SNEED, YOUR WEBSITE EDITOR:

As you can read above, Sullivan County Commissioner Joe Carr is  again, doubling down on his objection to celebrating the end of slavery in this country, although he does say "no one supports slavery, or opposes celebrating emancipation."  Well thank you Commissioner Carr... that is mighty white of you.  

In the dribblish, rambling "but what about" column he wrote above, he says Juneteenth has nothing to do with Tennessee.  In your website editor's opinion, that's like saying we should not celebrate Christmas in Tennessee because the birth of Jesus happened in Israel, not here.  Following Carr's logic, Tennessee and Kingsport should not observe Thanksgiving because the first Thanksgiving and its celebration happened in Massachusetts, not in Tennessee.  Any observance of Easter is out the window (Easter is not even a federal or state holiday)... but Easter has nothing to do with Tennessee anyway.  Carr's ridiculous reasoning makes no sense.

He also laments about the "threats" that he and other commissioners who voted his way about Juneteenth have received.  What did the commissioner expect, when he makes a ridiculous suggestion in public about recognizing a holiday that celebrates the end of slavery?

So far, Carr has offered no opinion of the national and Tennessee official observance of Rev. Dr. Martin Luther King Day, except to not include the  "Reverend" and "Doctor" in reference to King's name.  One can only assume that he has a problem with Dr. Martin Luther King Day as well... luckily, no one has questioned him about it.  Yet.

A reminder to everyone.. please come to the Juneteenth celebration in Kingsport this coming Saturday.  Please stand up to perceived racism from a public figure who promised at his inauguration to represent all of the people in his district, whom he claims "are against Juneteenth."  So far, only one email to the County Commission has supported him.. every other communication has condemned his bigotry.

Get ready to dance, Commissioner... instead of the tango, let's twist.

■ **Record list**:
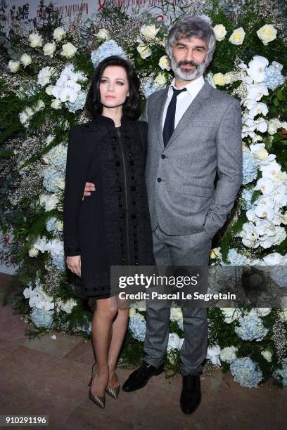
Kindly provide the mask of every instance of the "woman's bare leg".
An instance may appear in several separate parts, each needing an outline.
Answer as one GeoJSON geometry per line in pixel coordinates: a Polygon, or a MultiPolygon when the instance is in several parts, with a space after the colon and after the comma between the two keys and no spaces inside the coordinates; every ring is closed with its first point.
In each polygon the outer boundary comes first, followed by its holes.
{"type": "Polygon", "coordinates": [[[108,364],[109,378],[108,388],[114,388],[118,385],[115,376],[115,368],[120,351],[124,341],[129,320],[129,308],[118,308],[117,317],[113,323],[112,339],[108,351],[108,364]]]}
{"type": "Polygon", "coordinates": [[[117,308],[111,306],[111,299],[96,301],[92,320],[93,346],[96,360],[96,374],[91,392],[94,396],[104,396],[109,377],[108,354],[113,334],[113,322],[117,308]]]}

==

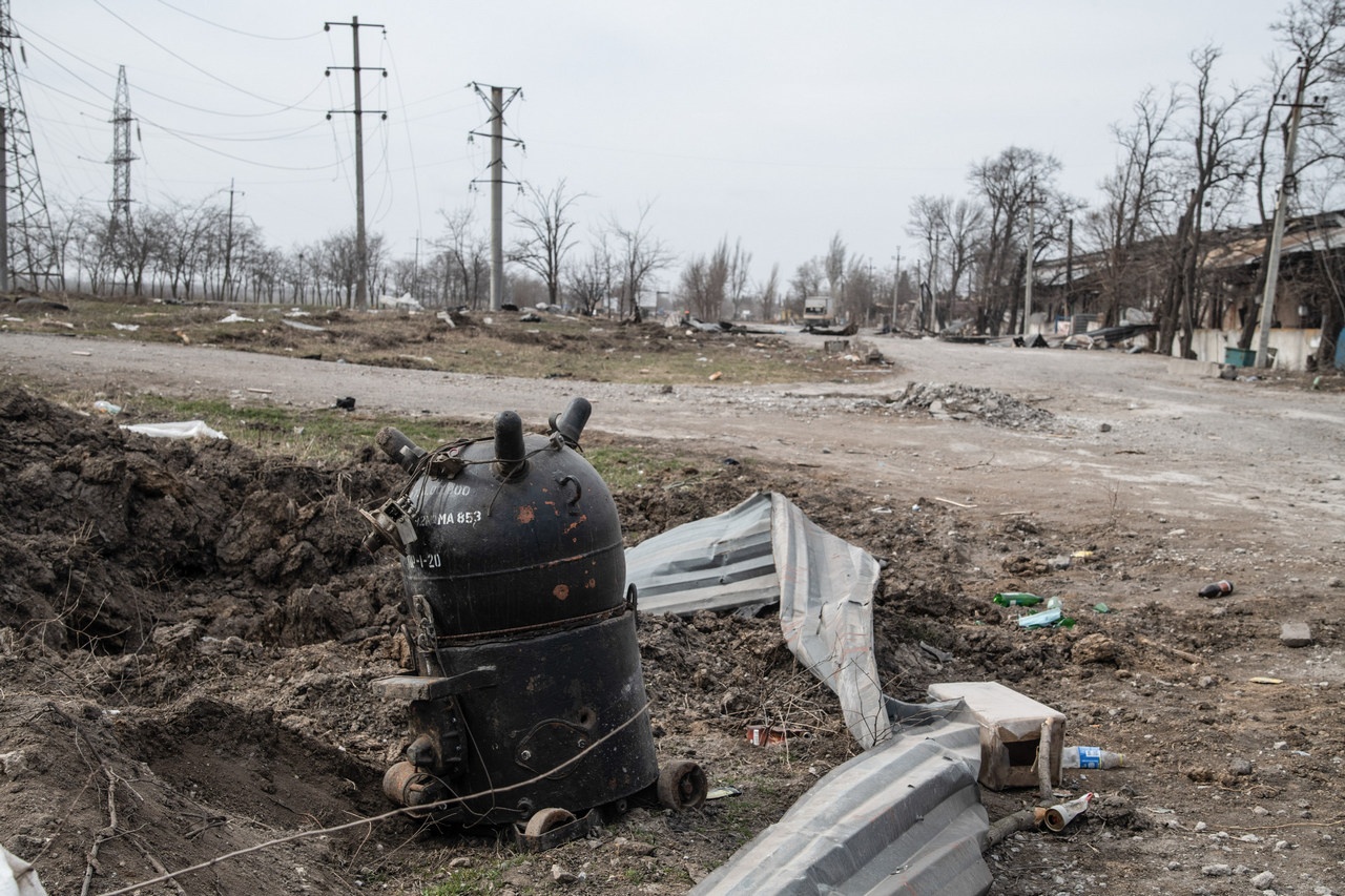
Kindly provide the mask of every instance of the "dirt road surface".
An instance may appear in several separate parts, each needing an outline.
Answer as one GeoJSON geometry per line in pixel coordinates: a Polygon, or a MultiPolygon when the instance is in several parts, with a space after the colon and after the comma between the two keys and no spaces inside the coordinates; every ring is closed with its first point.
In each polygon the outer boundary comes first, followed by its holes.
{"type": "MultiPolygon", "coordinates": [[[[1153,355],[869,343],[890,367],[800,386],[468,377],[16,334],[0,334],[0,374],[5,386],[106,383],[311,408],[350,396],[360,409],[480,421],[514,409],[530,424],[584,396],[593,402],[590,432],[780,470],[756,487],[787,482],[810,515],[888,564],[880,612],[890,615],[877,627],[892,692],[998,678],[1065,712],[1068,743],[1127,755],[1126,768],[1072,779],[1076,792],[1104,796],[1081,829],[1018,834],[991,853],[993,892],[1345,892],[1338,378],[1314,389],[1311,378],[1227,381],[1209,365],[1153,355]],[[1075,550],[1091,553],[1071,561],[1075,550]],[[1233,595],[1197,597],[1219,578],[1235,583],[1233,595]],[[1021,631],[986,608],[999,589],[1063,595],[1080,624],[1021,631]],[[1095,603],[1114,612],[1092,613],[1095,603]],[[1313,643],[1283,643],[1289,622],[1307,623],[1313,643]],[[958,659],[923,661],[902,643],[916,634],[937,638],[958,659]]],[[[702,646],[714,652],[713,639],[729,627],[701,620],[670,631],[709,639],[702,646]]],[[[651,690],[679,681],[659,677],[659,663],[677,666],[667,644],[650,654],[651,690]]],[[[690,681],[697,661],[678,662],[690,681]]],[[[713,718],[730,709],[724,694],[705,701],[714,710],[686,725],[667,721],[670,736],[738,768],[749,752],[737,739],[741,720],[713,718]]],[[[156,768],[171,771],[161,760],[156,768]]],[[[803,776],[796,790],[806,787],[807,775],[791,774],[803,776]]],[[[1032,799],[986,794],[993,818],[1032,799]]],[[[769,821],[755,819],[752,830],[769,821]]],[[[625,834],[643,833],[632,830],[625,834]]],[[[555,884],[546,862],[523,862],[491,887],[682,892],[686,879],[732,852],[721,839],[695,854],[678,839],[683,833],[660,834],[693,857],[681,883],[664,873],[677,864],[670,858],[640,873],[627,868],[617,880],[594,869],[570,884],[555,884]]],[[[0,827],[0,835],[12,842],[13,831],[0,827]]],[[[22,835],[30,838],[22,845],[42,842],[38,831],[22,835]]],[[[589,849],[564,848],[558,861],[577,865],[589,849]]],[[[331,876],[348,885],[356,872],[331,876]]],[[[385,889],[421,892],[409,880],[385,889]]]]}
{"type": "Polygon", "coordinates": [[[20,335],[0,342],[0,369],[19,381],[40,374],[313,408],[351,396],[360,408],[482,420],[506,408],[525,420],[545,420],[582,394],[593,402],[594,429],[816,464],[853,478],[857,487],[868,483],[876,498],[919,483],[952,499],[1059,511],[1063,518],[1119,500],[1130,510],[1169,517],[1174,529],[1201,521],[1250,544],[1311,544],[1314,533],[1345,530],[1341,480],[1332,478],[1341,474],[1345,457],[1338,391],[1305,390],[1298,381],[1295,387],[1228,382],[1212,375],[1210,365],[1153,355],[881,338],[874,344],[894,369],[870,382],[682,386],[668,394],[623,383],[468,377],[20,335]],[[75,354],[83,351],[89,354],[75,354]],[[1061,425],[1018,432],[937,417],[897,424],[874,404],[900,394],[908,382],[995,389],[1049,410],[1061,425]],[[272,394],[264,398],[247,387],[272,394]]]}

■ **Written problem 1**:
According to the website editor's column, how many emails to the County Commission have supported Carr?
■ **Written problem 2**:
Copy word for word the passage of the website editor's column starting at "SNEED, YOUR WEBSITE" and ending at "white of you.".
The records aren't needed for anything here.

■ **Full output 1**:
Only one.

■ **Full output 2**:
SNEED, YOUR WEBSITE EDITOR:

As you can read above, Sullivan County Commissioner Joe Carr is  again, doubling down on his objection to celebrating the end of slavery in this country, although he does say "no one supports slavery, or opposes celebrating emancipation."  Well thank you Commissioner Carr... that is mighty white of you.